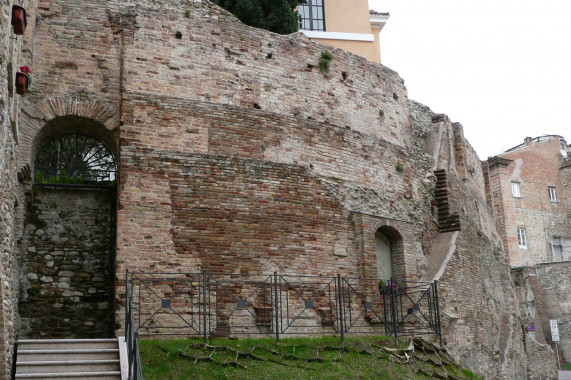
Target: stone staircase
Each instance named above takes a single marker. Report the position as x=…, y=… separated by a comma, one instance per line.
x=64, y=359
x=446, y=222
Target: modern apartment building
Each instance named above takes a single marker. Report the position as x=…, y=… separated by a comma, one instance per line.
x=531, y=199
x=529, y=187
x=352, y=27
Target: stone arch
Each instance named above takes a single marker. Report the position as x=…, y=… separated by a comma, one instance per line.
x=68, y=244
x=389, y=250
x=54, y=115
x=62, y=126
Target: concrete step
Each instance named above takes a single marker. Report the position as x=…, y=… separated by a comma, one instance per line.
x=112, y=375
x=61, y=344
x=68, y=366
x=80, y=354
x=68, y=359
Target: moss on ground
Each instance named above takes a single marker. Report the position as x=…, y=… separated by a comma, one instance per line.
x=300, y=358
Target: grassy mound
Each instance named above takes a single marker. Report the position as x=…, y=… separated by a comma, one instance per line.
x=300, y=358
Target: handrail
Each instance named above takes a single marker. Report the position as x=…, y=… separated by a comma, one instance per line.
x=135, y=371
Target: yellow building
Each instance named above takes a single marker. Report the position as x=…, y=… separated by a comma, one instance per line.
x=345, y=24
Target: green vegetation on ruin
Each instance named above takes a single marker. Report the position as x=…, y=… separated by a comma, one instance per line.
x=297, y=358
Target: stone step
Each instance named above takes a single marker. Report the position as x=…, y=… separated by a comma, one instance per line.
x=80, y=354
x=107, y=375
x=61, y=344
x=68, y=366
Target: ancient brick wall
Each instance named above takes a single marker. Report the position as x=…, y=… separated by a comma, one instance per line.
x=237, y=154
x=245, y=143
x=475, y=272
x=67, y=264
x=12, y=56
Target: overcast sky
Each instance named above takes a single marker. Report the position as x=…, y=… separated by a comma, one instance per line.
x=502, y=68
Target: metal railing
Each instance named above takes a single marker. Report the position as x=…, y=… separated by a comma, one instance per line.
x=210, y=305
x=135, y=371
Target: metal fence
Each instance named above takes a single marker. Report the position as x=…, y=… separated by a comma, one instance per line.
x=215, y=305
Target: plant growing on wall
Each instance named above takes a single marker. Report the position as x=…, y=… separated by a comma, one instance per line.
x=23, y=80
x=278, y=16
x=325, y=61
x=387, y=287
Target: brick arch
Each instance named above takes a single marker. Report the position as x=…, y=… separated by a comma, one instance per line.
x=35, y=117
x=401, y=234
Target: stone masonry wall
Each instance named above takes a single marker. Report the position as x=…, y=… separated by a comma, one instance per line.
x=543, y=295
x=481, y=321
x=237, y=154
x=67, y=264
x=245, y=142
x=12, y=55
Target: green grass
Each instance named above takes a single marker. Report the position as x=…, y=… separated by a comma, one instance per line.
x=300, y=358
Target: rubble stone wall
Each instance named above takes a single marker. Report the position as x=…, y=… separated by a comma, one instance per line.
x=66, y=284
x=12, y=55
x=543, y=294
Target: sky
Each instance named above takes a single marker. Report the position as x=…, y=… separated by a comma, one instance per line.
x=501, y=68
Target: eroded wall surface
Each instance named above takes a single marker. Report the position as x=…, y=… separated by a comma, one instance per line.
x=237, y=154
x=67, y=264
x=481, y=320
x=13, y=53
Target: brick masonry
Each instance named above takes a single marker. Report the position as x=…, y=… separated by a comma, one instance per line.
x=236, y=154
x=12, y=55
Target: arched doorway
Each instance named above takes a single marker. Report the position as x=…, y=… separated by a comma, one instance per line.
x=384, y=257
x=68, y=249
x=389, y=252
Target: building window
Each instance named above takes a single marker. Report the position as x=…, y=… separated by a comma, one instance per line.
x=311, y=15
x=557, y=249
x=521, y=238
x=552, y=194
x=516, y=190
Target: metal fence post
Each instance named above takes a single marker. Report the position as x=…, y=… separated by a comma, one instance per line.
x=277, y=307
x=126, y=300
x=439, y=327
x=204, y=339
x=340, y=295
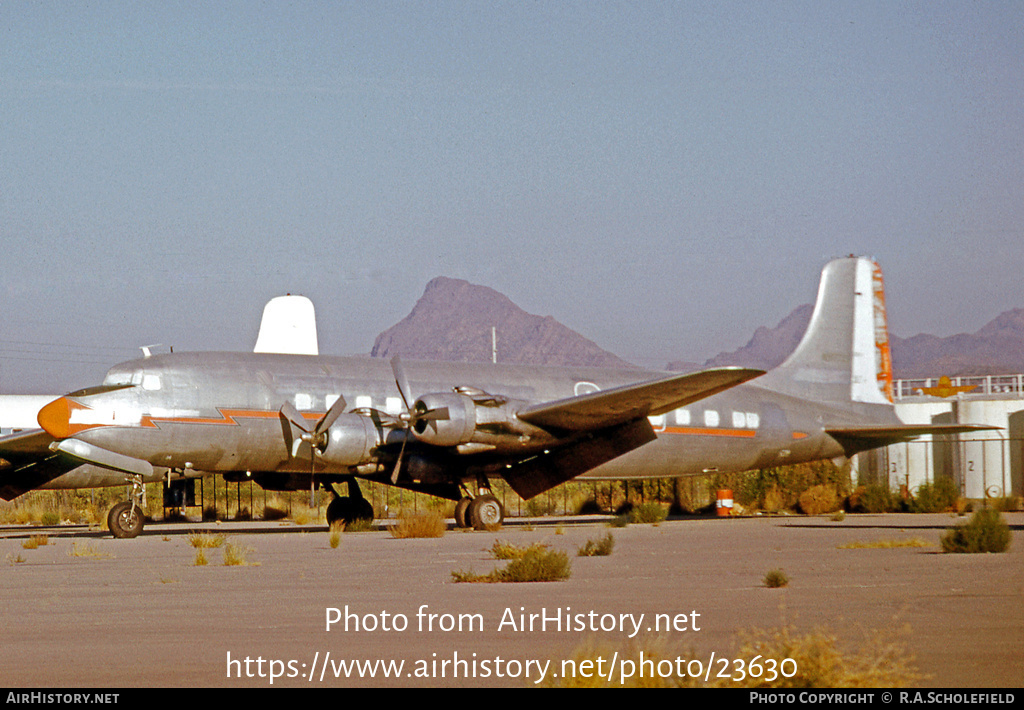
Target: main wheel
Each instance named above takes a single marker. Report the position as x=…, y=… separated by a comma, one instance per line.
x=485, y=512
x=461, y=518
x=125, y=519
x=347, y=509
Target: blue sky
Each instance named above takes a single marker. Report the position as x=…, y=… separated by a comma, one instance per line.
x=662, y=177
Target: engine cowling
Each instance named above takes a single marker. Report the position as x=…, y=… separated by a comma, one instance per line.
x=456, y=428
x=350, y=441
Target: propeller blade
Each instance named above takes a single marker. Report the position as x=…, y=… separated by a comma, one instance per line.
x=289, y=412
x=332, y=416
x=402, y=382
x=439, y=414
x=397, y=463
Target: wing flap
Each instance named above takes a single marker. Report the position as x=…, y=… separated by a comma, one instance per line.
x=540, y=473
x=610, y=407
x=27, y=463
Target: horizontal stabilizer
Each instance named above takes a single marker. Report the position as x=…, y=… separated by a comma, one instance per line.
x=27, y=463
x=855, y=439
x=611, y=407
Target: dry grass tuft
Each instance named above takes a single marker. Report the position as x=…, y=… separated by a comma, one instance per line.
x=86, y=549
x=35, y=542
x=819, y=499
x=537, y=564
x=986, y=532
x=237, y=555
x=775, y=579
x=597, y=548
x=425, y=525
x=506, y=550
x=885, y=544
x=206, y=540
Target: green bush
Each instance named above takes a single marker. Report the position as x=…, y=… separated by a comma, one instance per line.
x=986, y=532
x=648, y=512
x=875, y=498
x=937, y=497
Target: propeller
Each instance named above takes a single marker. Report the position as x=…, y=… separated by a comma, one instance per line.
x=413, y=414
x=316, y=436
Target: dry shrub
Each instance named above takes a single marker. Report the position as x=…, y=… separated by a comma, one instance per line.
x=35, y=542
x=425, y=525
x=880, y=662
x=597, y=548
x=986, y=532
x=537, y=564
x=237, y=555
x=206, y=540
x=818, y=500
x=648, y=512
x=775, y=578
x=506, y=550
x=885, y=544
x=774, y=500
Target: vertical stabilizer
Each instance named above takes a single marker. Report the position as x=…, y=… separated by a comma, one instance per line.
x=289, y=326
x=844, y=356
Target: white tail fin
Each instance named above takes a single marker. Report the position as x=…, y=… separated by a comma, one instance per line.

- _BRIEF_
All entries above must be repeated exactly; pictures are to be left out.

- _RESPONSE FOR THIS EXERCISE_
Target: stone staircase
Each instance named above takes a single marker. Report the position as x=…, y=… separated by a comma, one instance per line.
x=64, y=359
x=446, y=222
Target: modern apartment building
Each instance named above takes a single marker. Report the position as x=…, y=… separated by a comma, one instance per line.
x=531, y=199
x=529, y=187
x=352, y=27
Target: stone arch
Each instance named above takes a single marker. Report the position as x=…, y=… separated by a comma, one instance per line.
x=68, y=244
x=389, y=250
x=54, y=115
x=62, y=126
Target: concrete step
Each instance named above takes a single marker. Report the position as x=…, y=… separated by a comma, one instance per line.
x=112, y=375
x=61, y=344
x=68, y=366
x=80, y=354
x=68, y=359
Target: moss on ground
Each instance named above takes a single marker. Report the position as x=…, y=… separated by a comma, one instance per line.
x=300, y=358
Target: grassy mound
Each instance named above takes a single marker. Report the position as x=…, y=… separated by a comma, one instance per line.
x=300, y=358
Target: handrail
Each instance named above takes a single marker. Report the position as x=…, y=… separated by a comma, one instance per line.
x=135, y=371
Target: yellow building
Each instance named above takes a single marker. Report the position as x=…, y=… separated by a comma, one instance per line.
x=345, y=24
Target: green vegetation on ruin
Each instance named above takes a single marker. Report the position as x=…, y=… separated by a comma, one instance per line.
x=297, y=358
Target: stone step
Each instance named above takes a single marker. Report the position as x=…, y=… separated by a comma, one instance per line.
x=80, y=354
x=107, y=375
x=61, y=344
x=68, y=366
Target: ancient brick wall
Each instance named above takes a single marker. Report the position as x=…, y=… separated by a comma, one instance per line.
x=237, y=154
x=245, y=143
x=475, y=272
x=67, y=264
x=12, y=56
Target: overcast sky
Each instance named above takes a single marker. Report the position as x=…, y=… separated by a comma, one instance per line.
x=502, y=68
Target: metal railing
Each instance named above takes a single marker. Report the position as x=…, y=… separated by a comma, one instance per line.
x=210, y=305
x=135, y=371
Target: metal fence
Each instance named above takes a single marker. Report the position as x=…, y=… separated by a comma, one instance per line.
x=215, y=305
Target: plant growing on wall
Each instance named above takes a single marker. Report the position as x=…, y=… separated by a comma, one instance per line.
x=23, y=80
x=278, y=16
x=325, y=61
x=387, y=287
Target: brick arch
Each instance named above takes a single marker. Report the position as x=…, y=… separated by a comma, one instance per line.
x=35, y=117
x=401, y=234
Target: stone masonry wall
Each instance named above takes a single marker. Report the position as x=…, y=… separated by a comma, one instance per line.
x=543, y=295
x=481, y=321
x=237, y=154
x=67, y=264
x=245, y=142
x=12, y=55
Target: green grass
Each instance named above takes a single marker. Report the position as x=…, y=… separated by a comma, one instance per line.
x=300, y=358
Target: rubble stone wall
Each instance named above takes a single marker. Report the position as x=…, y=… separated by a comma, one instance per line.
x=66, y=284
x=12, y=55
x=543, y=294
Target: sky
Each instance named above takes a single marker. Report the position as x=…, y=… separated by a comma, one instance per line.
x=501, y=68
Target: eroded wall surface
Each instance named above takes a single marker. Report the position as x=…, y=… separated by a comma, one instance per line.
x=237, y=154
x=67, y=264
x=481, y=320
x=13, y=53
Target: brick masonry
Each instance named above takes a single marker. Report the position as x=…, y=… separated by a comma, one instance per line.
x=236, y=154
x=12, y=55
Target: arched doorway
Each instance named above takes a single marker. Report the position as x=…, y=… separated by a comma, one instance per line.
x=384, y=257
x=68, y=249
x=389, y=252
Target: building window
Each instance named above takes a single marker. Report the position as x=…, y=… separated by a comma, one instance per line.
x=311, y=15
x=557, y=249
x=521, y=238
x=552, y=194
x=516, y=190
Target: metal fence post
Each instance named above takes a single marker. Report the position as x=…, y=… separated by a comma, one instance per line.
x=277, y=307
x=126, y=300
x=439, y=327
x=204, y=339
x=340, y=295
Target: main wheel
Each instance named above takes a single marker. Report the position as x=…, y=… separated by a comma, one instance per line.
x=485, y=512
x=461, y=518
x=125, y=519
x=347, y=509
Target: blue sky
Each instance named above takes a single marker. Report the position as x=…, y=… separated by a comma, one instance per line.
x=662, y=177
Target: engine cowling
Each instance named above takes a single marker. Report the position as x=…, y=… separated by a comma, one instance per line.
x=456, y=428
x=350, y=441
Target: propeller blade
Each instance named above takes a single marker. Report the position as x=…, y=… separated by a comma, one instance per line.
x=289, y=412
x=332, y=416
x=402, y=382
x=439, y=414
x=397, y=463
Target: wing flap
Each instance named above takes a single marker. Report the position as x=…, y=… separated by a comma, one instance per line.
x=540, y=473
x=610, y=407
x=27, y=463
Target: horizontal stabilizer
Each instance named above takes a single marker. Report the position as x=…, y=… separated by a comma, one instance per line.
x=27, y=463
x=855, y=439
x=611, y=407
Target: dry grass tuft
Each instance named above takes a single marker. Report the position as x=…, y=… separated by a comma, one instance per line.
x=86, y=549
x=35, y=542
x=819, y=499
x=537, y=564
x=986, y=532
x=237, y=555
x=775, y=579
x=597, y=548
x=425, y=525
x=506, y=550
x=885, y=544
x=206, y=540
Target: green bush
Each instance named above takes a single marker. Report the position as x=…, y=… separated by a comma, one instance per line.
x=986, y=532
x=648, y=512
x=875, y=498
x=937, y=497
Target: propeller
Each instance named above takes a single marker. Report the position as x=…, y=… separated by a comma, one instance per line.
x=413, y=414
x=316, y=436
Target: dry shrub
Each instance named above takes a single marker. Report the position as x=…, y=… separated by a comma, one instance per line.
x=35, y=542
x=425, y=525
x=880, y=662
x=597, y=548
x=986, y=532
x=537, y=564
x=237, y=555
x=206, y=540
x=818, y=500
x=648, y=512
x=775, y=578
x=506, y=550
x=885, y=544
x=774, y=500
Target: vertical stabilizer
Each instance named above takes a single marker. Report the position as x=…, y=… separated by a comma, one instance per line.
x=289, y=326
x=844, y=356
Target: white tail fin
Each instance named above takes a single marker. Report the position as x=…, y=… separated by a comma, one instance per line.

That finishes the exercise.